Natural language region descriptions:
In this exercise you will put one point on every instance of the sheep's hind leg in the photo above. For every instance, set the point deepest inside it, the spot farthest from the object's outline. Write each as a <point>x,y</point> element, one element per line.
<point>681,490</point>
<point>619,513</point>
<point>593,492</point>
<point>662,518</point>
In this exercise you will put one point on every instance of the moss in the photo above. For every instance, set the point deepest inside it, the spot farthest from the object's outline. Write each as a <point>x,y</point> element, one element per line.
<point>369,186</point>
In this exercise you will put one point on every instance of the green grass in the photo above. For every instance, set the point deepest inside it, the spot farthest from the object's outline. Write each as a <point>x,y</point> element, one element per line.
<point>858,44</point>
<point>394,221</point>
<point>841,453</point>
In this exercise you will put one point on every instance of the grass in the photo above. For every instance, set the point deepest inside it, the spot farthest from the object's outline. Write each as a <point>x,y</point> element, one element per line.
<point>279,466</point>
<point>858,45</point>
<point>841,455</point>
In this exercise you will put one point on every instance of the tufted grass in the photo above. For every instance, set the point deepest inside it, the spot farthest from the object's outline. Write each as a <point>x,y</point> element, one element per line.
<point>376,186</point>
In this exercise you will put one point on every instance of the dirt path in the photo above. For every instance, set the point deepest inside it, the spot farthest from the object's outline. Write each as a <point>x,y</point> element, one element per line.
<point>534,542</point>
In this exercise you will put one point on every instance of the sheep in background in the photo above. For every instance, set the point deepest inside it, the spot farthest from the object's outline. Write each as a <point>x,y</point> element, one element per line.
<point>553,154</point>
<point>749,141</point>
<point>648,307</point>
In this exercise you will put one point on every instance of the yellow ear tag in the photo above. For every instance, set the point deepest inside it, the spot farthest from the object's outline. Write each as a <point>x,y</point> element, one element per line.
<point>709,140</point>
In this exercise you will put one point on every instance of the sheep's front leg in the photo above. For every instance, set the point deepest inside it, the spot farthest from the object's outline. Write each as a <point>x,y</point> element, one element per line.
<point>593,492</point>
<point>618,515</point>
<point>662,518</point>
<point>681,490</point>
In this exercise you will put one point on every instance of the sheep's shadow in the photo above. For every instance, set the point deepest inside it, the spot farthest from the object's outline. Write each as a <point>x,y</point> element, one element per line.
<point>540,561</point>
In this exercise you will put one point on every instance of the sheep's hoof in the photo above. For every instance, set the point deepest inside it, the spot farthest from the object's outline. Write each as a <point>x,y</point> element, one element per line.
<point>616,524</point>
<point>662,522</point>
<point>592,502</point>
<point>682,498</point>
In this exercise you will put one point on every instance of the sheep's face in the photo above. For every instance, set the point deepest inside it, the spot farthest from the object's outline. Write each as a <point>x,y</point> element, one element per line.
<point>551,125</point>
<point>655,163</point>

EXERCISE GOAL:
Copy the records above. Leave out nothing.

ANSWER TO THE PROBLEM:
In this exercise you will put one point on every instance of the sheep's hind leg in the photo above. For every instance, set the point deepest inside it, the spot farthest from the object's outline. Write each as a <point>x,y</point> element, one element per line.
<point>681,490</point>
<point>619,513</point>
<point>593,492</point>
<point>662,518</point>
In this exercise you will put one point on every instance of the moss in the photo above. For every instance, set the point deepest inside it, the spot farthest from the object's outline. Write each as a <point>x,y</point> element, one element per line.
<point>369,186</point>
In this exercise you will put one point on every instance of the green grass in the photo above. For every instance, set the point deepest inside it, the spot farthest from the object's outline. Write each as a <point>x,y</point> element, one element per line.
<point>858,44</point>
<point>394,221</point>
<point>841,453</point>
In this exercise you will put one point on every instance of the grass in the photo above. For every instance, set the point deepest inside it, the spot farthest from the object's outline. Write each as a <point>x,y</point> element, one element per line.
<point>279,466</point>
<point>858,45</point>
<point>841,455</point>
In this exercise you will put one point on every instance of the tufted grass in the photo above. For every instance, set the point deepest inside it, the spot farthest from the object's outline. Write each as a <point>x,y</point> element, one element per line.
<point>376,186</point>
In this exercise you will put one point on every instance of the dirt path in the photo above. For every instance, set the point deepest inside it, the spot farthest from the object's outline. Write each as a <point>x,y</point> element, one element per line.
<point>534,542</point>
In this exercise you will put one point on every instance of the sheep in background in the photo above. For every instance, set the point deepest inside it, the spot farthest from the object's outline. Write each as a <point>x,y</point> element, one element per line.
<point>553,154</point>
<point>749,141</point>
<point>648,307</point>
In this exercise you will put one point on every instance of the yellow ear tag in the photo above. For every instance, set the point deepest inside it, the spot farthest from the object's outline. Write each as a <point>x,y</point> element, one element per line.
<point>709,140</point>
In this exercise you will put one point on every instance of the sheep's front leg in the photo above. For every instance, set the point deepest inside it, the spot farthest from the object's outline. Write each as a <point>x,y</point> element, one element per line.
<point>593,492</point>
<point>618,515</point>
<point>662,518</point>
<point>681,490</point>
In this exercise you will put one point on every instance of the sheep's shadow in the photo above. For every instance, set the point deepest inside it, the spot farthest from the object's outline. Write each as a <point>x,y</point> element, one element per line.
<point>540,561</point>
In this exercise you will put one point on every instance of the sheep's hoof in the photo above. For every instance, set the point deepest inside it, the spot farthest from the object's outline. Write each as a <point>x,y</point> element, one element per line.
<point>616,524</point>
<point>662,522</point>
<point>592,502</point>
<point>682,498</point>
In this exercise you will put one point on every instance of the sheep's face in the photo above. For every instance, set the point deepest inside it, the spot farthest from the object's outline. Write each as a <point>x,y</point> element, one element per line.
<point>551,125</point>
<point>655,163</point>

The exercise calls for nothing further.